• _DATASET_:

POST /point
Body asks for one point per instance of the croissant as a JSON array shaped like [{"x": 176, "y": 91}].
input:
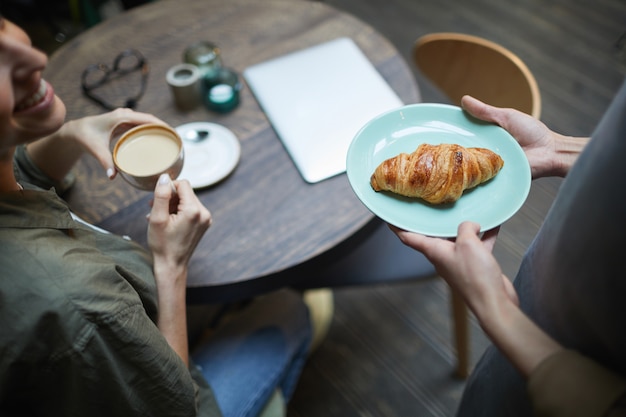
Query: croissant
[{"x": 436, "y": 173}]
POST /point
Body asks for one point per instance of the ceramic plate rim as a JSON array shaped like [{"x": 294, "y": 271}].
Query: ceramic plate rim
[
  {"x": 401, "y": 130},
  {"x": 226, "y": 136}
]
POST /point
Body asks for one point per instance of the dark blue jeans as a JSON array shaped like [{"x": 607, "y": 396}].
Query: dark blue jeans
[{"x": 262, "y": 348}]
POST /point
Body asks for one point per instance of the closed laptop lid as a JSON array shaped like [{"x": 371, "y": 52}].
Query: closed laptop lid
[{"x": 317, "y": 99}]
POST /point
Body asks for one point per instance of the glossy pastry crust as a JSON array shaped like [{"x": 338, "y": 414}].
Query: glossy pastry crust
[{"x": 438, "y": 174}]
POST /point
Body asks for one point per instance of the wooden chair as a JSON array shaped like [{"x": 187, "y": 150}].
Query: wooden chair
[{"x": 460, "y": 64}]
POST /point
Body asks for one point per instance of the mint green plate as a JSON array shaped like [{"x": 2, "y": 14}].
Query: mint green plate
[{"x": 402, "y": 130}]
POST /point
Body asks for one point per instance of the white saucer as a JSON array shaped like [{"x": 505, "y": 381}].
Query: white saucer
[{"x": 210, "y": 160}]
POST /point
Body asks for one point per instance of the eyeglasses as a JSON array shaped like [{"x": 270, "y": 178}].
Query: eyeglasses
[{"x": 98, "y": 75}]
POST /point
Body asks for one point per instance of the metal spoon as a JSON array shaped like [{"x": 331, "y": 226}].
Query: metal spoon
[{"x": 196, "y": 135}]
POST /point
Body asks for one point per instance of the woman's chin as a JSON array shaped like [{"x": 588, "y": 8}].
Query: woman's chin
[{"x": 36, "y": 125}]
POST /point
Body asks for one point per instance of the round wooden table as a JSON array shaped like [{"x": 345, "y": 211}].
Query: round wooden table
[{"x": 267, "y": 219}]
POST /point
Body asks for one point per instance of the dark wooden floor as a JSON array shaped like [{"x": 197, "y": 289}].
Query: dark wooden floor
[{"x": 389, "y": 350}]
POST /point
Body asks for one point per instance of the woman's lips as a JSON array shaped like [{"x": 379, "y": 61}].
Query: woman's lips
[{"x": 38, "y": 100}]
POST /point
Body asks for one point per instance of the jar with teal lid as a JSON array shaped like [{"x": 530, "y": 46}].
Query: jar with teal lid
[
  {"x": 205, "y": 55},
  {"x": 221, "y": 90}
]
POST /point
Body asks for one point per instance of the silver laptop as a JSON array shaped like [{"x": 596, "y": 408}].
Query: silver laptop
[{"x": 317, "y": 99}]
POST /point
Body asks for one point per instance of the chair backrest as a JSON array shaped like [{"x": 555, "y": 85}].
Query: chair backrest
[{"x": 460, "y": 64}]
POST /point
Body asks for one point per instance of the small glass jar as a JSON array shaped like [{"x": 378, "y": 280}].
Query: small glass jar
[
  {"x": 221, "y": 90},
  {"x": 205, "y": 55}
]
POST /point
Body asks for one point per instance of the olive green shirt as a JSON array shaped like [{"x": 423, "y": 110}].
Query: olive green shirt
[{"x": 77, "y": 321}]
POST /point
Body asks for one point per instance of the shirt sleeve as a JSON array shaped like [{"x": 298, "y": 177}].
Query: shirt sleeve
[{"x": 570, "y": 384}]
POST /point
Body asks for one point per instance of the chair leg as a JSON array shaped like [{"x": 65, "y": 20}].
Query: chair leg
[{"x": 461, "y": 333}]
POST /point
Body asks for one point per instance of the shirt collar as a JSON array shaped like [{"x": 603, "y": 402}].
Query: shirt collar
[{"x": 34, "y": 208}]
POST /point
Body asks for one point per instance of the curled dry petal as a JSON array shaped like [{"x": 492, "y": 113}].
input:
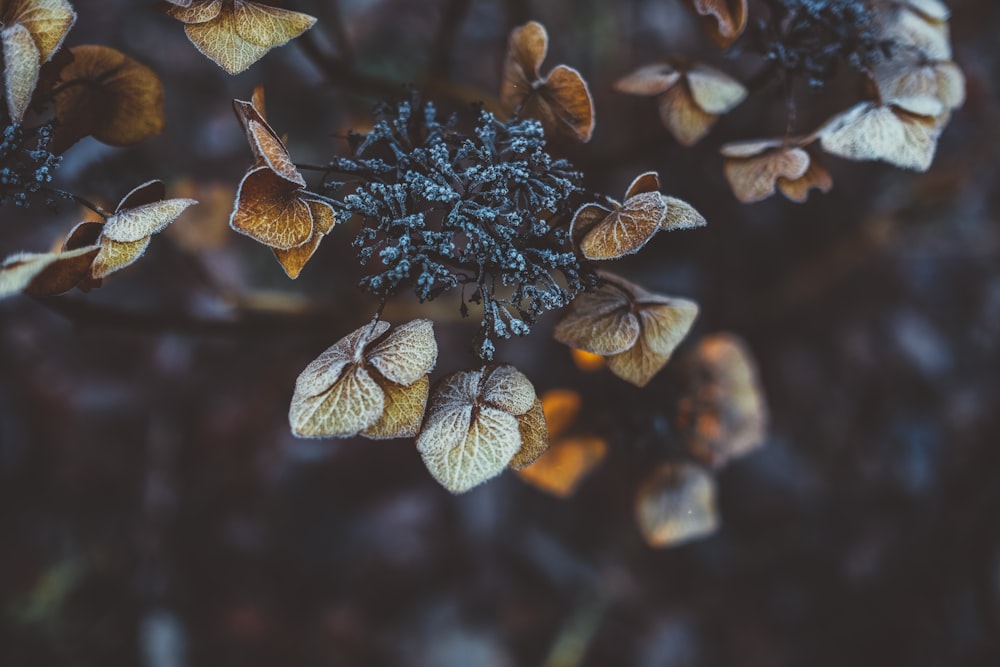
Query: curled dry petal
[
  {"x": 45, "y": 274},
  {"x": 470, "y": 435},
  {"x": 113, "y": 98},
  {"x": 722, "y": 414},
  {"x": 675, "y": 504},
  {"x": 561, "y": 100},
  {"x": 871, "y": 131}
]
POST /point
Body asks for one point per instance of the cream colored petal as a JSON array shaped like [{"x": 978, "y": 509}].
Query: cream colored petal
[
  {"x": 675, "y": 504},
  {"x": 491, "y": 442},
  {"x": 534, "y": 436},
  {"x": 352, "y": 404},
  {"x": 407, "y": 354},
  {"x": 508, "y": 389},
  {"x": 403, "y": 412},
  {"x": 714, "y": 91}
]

• _WHAT YOU ARE ASKED TO DO_: Show each line from the items above that contains the word "mint".

• _TASK RESPONSE_:
Body asks for one point per instance of the mint green plate as a JSON array shaped like [{"x": 2, "y": 14}].
Query: mint green plate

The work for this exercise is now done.